* DATA FOR PROCESSING *
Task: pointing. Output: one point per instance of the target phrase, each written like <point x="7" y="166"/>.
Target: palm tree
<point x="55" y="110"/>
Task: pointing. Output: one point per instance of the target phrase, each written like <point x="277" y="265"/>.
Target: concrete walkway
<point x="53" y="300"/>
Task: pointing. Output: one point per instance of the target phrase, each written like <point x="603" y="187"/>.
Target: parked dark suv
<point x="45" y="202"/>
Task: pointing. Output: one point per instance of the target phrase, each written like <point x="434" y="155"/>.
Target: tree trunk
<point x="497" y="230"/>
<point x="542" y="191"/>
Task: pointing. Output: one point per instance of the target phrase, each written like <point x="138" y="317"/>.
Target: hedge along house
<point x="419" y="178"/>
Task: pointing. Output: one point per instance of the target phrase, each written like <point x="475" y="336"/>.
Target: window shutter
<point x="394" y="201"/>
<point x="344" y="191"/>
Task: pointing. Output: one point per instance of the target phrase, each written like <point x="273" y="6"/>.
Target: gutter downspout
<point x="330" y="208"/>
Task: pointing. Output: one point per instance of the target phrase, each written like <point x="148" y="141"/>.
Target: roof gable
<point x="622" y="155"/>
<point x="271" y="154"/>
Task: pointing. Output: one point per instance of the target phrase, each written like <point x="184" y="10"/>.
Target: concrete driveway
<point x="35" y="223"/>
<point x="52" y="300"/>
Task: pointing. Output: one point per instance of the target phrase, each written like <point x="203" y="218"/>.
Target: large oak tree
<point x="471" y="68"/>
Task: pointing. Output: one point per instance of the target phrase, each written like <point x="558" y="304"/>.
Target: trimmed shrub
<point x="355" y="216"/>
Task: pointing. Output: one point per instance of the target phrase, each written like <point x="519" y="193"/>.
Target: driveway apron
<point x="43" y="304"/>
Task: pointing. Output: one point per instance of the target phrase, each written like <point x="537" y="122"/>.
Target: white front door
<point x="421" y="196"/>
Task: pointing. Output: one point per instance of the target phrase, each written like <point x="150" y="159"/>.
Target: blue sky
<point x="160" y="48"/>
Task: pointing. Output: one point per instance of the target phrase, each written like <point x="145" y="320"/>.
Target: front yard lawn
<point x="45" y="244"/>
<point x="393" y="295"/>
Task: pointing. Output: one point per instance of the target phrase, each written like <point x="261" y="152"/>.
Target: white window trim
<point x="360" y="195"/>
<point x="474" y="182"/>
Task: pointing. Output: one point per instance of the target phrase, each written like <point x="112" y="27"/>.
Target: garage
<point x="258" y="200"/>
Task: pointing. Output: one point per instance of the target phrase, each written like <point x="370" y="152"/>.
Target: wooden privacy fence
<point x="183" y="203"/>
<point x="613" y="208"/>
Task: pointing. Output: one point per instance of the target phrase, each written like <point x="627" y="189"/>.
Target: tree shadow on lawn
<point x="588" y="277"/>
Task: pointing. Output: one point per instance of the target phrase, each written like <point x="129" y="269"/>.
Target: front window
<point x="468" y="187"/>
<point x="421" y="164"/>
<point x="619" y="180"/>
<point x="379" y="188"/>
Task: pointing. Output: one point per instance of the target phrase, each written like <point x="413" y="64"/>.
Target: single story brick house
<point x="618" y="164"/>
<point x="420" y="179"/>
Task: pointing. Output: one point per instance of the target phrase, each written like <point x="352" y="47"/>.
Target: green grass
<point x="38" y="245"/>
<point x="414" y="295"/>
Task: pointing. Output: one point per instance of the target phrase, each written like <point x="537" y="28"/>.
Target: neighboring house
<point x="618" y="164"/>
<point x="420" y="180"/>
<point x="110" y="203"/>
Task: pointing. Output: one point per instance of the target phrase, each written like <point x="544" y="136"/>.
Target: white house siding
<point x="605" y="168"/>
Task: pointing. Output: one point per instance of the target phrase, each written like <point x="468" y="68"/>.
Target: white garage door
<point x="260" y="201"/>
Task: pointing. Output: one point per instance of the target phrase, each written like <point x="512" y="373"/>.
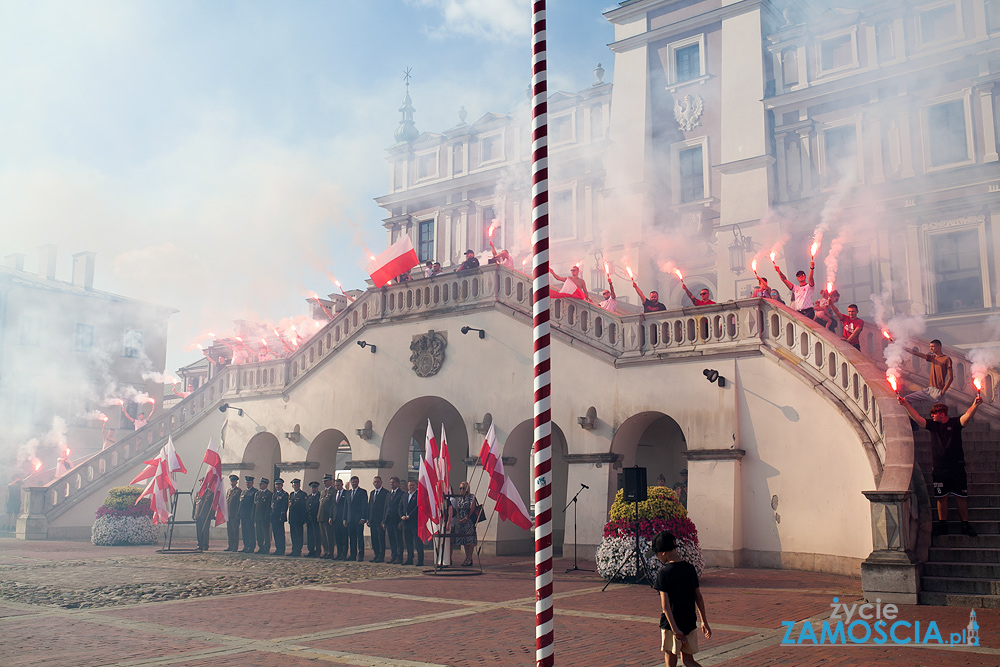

* WHAT YOU ARE ASKED TO DO *
All lines after and including the one with "Target: green grass", through the end of the entries above, should be output exactly and by themselves. The pictures are to be left out.

* REPLY *
Target: green grass
<point x="38" y="245"/>
<point x="414" y="295"/>
Task: pointing. Output: one point per instance of the target phrase, each written like <point x="537" y="28"/>.
Target: neighboring house
<point x="618" y="164"/>
<point x="420" y="180"/>
<point x="110" y="203"/>
Task: pointing. Output: one point per instance of the target phrase, each written like <point x="544" y="136"/>.
Target: white house siding
<point x="605" y="168"/>
Task: pointing. Output: one point per instance of the target phrase, each written like <point x="468" y="68"/>.
Target: white garage door
<point x="260" y="201"/>
Task: pointing. Output: one point per instance of the target phrase, each written like <point x="512" y="373"/>.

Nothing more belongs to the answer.